**GIVEN TEXT:**

## START

2023 Honda Super Cub C125 ABS Features & Benefits

Timeless style and unparalleled practicality have propelled Honda's Super Cub to become the most popular motor vehicle of all time, with over 100 million units sold worldwide since its release in 1958. Powered by a reliable 124cc four-stroke engine, the Super Cub has plenty of power for zipping around town, while still maintaining impressive fuel efficiency. Hidden behind its classic styling, modern technology like fuel injection, front-wheel ABS and an electric starter offer superb ride quality and convenience for everyday riding. With a smooth-handling, lightweight chassis and step-through design, the Super Cub makes getting around town less of a chore and more of an adventure.

## END

**ENTRIES PROVIDED:**
## START

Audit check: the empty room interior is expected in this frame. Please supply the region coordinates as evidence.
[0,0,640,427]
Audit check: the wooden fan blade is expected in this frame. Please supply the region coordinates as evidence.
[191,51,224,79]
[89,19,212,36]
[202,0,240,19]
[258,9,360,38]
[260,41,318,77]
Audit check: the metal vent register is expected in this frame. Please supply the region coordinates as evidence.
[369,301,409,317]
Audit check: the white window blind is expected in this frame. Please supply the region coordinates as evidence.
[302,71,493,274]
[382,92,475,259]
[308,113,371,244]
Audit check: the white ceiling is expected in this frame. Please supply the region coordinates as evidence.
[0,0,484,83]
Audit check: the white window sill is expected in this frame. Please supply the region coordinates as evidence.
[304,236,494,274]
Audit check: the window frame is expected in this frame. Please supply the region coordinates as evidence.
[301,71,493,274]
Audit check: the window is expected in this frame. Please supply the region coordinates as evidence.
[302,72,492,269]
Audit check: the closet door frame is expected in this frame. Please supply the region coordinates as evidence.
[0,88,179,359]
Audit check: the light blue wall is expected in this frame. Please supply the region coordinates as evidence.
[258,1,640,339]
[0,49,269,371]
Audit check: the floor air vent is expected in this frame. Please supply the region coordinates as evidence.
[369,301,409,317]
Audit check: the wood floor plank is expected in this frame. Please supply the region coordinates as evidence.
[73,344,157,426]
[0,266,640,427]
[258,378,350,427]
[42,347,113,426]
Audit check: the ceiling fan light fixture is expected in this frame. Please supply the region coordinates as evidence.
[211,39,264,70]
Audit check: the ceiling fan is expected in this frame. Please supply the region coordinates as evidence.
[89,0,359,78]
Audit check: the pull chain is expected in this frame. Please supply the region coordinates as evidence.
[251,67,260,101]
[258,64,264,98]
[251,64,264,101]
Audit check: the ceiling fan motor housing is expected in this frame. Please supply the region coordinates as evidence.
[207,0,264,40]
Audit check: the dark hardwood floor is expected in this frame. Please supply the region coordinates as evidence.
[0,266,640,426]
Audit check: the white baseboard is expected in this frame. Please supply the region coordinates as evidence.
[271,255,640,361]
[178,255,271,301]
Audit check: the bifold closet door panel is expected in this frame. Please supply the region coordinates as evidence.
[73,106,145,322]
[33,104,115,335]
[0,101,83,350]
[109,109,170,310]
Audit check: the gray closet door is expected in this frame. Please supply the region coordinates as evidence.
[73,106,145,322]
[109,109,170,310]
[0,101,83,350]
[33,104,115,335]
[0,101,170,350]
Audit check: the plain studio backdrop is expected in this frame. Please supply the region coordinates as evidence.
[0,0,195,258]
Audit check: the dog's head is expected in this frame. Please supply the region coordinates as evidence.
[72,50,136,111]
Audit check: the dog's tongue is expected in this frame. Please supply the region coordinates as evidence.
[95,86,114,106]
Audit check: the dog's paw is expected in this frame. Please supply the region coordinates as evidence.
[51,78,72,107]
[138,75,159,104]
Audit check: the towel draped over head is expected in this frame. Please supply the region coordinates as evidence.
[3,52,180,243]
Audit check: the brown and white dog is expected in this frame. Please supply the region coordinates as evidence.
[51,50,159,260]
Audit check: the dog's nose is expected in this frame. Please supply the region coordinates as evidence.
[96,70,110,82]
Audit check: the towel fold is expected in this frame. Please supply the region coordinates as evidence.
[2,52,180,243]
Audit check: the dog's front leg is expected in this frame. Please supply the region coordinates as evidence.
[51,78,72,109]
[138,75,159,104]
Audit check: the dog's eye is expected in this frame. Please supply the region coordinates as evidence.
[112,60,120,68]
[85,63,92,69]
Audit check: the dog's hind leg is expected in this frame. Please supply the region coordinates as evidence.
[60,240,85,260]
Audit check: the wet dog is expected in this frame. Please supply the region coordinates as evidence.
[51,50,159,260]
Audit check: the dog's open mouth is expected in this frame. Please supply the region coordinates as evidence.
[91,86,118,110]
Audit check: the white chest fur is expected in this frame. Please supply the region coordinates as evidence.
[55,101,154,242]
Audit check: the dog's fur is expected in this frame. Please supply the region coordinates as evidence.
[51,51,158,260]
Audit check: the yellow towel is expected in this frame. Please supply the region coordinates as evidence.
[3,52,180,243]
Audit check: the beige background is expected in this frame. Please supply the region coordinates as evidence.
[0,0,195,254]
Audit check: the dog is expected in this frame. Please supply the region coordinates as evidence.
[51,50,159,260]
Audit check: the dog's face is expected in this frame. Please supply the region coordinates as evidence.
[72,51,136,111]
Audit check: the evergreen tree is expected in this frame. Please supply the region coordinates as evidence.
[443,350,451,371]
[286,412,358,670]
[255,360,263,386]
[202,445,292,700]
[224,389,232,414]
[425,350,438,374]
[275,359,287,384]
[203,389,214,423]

## END
## START

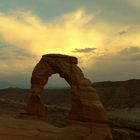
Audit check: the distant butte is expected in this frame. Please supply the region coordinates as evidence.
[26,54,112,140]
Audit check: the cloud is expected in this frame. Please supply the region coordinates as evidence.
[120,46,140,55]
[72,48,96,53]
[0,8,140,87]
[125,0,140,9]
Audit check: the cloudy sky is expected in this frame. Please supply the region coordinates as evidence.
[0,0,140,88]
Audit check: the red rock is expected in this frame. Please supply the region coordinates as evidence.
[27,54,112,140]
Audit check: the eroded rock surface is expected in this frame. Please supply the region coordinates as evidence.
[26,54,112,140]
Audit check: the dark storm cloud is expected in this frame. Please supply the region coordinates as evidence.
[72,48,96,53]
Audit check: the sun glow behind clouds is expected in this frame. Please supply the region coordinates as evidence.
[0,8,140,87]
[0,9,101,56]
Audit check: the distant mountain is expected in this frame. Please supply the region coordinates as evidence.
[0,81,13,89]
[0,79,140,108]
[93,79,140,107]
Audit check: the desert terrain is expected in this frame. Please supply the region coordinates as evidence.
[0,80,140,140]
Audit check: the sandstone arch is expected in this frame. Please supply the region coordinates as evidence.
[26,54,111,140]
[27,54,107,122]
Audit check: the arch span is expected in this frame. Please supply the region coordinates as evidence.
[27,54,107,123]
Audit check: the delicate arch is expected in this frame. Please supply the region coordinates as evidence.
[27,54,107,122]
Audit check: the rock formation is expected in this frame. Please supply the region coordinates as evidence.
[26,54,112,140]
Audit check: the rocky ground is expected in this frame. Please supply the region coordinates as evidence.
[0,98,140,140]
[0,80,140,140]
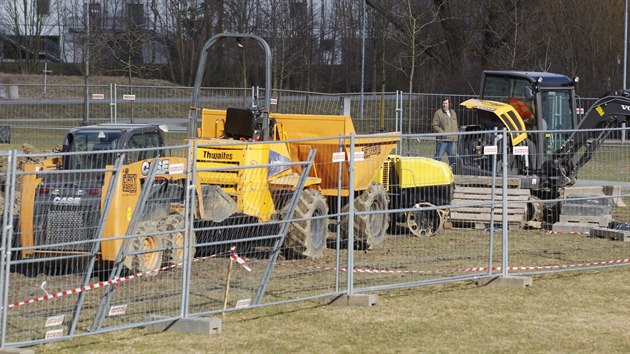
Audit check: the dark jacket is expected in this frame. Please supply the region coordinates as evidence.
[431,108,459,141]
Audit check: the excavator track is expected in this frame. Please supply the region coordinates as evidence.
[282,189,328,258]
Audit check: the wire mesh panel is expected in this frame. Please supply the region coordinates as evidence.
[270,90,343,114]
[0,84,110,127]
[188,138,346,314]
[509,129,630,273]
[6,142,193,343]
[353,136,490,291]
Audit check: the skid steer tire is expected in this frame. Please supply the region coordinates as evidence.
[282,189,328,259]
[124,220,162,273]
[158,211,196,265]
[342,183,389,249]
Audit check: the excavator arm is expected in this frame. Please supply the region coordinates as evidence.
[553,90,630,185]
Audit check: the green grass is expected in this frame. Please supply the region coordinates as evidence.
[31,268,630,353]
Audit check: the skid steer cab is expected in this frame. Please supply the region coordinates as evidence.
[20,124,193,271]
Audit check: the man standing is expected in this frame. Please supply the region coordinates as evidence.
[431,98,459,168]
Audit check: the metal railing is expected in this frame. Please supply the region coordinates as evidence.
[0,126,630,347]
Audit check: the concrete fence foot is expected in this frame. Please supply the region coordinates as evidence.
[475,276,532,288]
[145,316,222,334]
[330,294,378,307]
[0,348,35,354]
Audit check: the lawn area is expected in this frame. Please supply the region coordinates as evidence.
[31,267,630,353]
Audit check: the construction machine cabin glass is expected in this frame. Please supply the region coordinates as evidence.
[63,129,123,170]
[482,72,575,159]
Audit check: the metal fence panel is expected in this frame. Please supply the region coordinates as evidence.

## END
## START

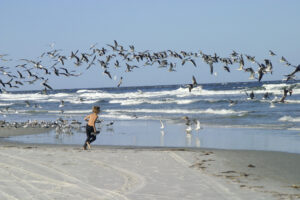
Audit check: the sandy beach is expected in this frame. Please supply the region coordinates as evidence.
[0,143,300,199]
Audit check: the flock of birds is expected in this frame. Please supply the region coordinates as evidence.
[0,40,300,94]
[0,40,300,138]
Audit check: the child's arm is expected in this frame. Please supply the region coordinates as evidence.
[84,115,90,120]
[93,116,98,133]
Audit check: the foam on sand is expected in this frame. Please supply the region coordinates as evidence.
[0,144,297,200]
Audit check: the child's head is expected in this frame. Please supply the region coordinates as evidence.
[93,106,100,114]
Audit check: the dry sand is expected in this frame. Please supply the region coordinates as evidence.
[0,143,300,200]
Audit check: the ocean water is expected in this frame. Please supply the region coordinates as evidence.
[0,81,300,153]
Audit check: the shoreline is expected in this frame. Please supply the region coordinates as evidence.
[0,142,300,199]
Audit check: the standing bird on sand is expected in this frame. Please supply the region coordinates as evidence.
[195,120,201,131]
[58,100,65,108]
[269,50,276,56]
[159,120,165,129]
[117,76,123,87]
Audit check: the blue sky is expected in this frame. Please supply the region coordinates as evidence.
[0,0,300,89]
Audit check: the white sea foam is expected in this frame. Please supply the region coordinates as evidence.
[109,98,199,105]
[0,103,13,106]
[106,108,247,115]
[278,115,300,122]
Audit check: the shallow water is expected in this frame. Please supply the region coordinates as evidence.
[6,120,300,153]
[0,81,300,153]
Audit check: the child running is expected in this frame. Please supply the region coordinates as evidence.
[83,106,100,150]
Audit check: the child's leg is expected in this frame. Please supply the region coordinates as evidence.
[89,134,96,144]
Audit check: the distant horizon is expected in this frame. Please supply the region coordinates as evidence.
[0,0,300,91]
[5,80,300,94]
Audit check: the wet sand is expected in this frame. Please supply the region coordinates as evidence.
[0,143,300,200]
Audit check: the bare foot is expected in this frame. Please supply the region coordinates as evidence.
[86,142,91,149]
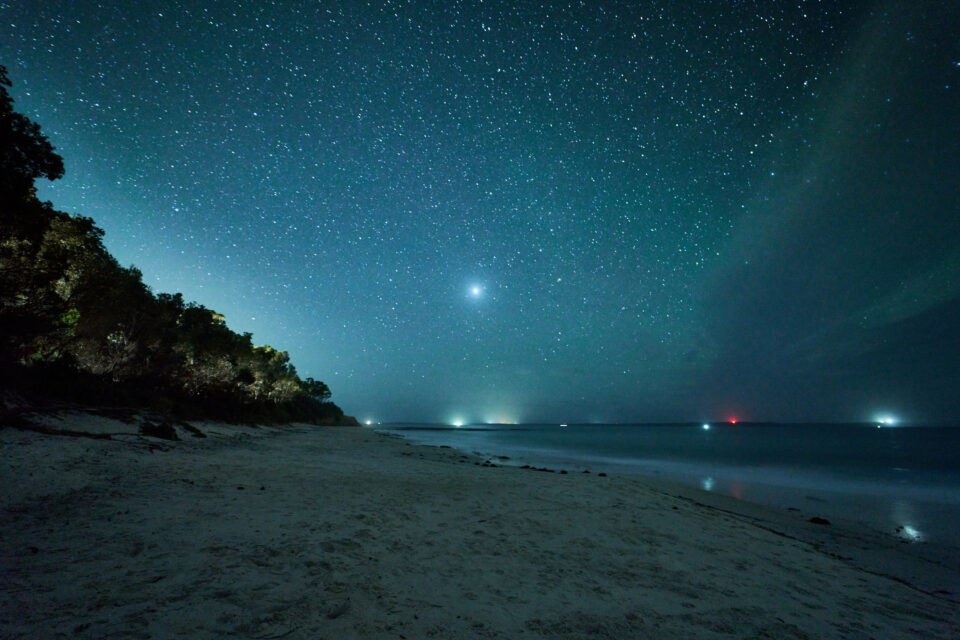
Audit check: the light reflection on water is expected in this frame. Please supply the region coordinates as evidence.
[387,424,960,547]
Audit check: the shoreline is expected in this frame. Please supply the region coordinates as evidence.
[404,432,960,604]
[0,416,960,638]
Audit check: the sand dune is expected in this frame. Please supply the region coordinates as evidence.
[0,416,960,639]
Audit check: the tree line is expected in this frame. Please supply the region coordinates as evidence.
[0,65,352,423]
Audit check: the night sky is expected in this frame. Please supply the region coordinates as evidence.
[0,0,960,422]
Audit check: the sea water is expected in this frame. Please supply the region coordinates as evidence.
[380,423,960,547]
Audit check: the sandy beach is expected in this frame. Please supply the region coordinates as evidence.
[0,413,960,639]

## END

**GIVEN PROBLEM 1:**
From the Super Cub text, list every modern technology it names as hidden behind the motorcycle's classic styling.
**GIVEN PROBLEM 2:**
Print the Super Cub text between "Timeless style and" and "of an adventure.", inclusive.
**GIVEN PROBLEM 3:**
Proceed with the text on the 2023 Honda Super Cub C125 ABS, continuing on from its last sentence.

**FINAL ANSWER 1:**
fuel injection
front-wheel ABS
electric starter

**FINAL ANSWER 2:**
Timeless style and unparalleled practicality have propelled Honda's Super Cub to become the most popular motor vehicle of all time, with over 100 million units sold worldwide since its release in 1958. Powered by a reliable 124cc four-stroke engine, the Super Cub has plenty of power for zipping around town, while still maintaining impressive fuel efficiency. Hidden behind its classic styling, modern technology like fuel injection, front-wheel ABS and an electric starter offer superb ride quality and convenience for everyday riding. With a smooth-handling, lightweight chassis and step-through design, the Super Cub makes getting around town less of a chore and more of an adventure.

**FINAL ANSWER 3:**
HISTORY
The year is 1956, Honda's eighth year in existence. Honda president Soichiro Honda and managing director Takeo Fujisawa have just returned from Europe, where they had traveled in search of inspiration for the next major Honda product. They realize that it should be a commuter bike—a stylish, fun, inexpensive motorcycle that can be ridden by anyone, and designed around just four key features:

  1. A high-powered four-stroke engine that is quiet and fuel efficient but has strong, reliable performance
  2. Chassis and bodywork with a size and shape that enables male and female riders to easily mount, ride and dismount the motorcycle
  3. A gear-shift system that doesn't require operation of a clutch lever
  4. An advanced design that is also friendly, fresh and timeless

Two years later, the first Super Cub C100 is wheeled out of Honda's production plant. With the stated aim "to provide the joy of playing a useful part in people's lives," it's an immediate star in Japan, and Americans will only have to wait one year to get their hands on it, with the first "Honda 50" (as it is called in the U.S.) crossing the Pacific following the June 1959 launch of Honda's first overseas subsidiary, American Honda Motor Company. California students and trendsetters are early adopters of the small, inexpensive motorcycle. Instead of the loud, oversized models that the public had hitherto associated with motorcycling, this unit looks friendly and stylish. It's wildly convenient and fun too, offering not only excellent mobility to and around college campuses, but also enjoyable transportation to offices and local hangouts. The door to an all-new world has been opened, and the Honda 50 is the key to it all.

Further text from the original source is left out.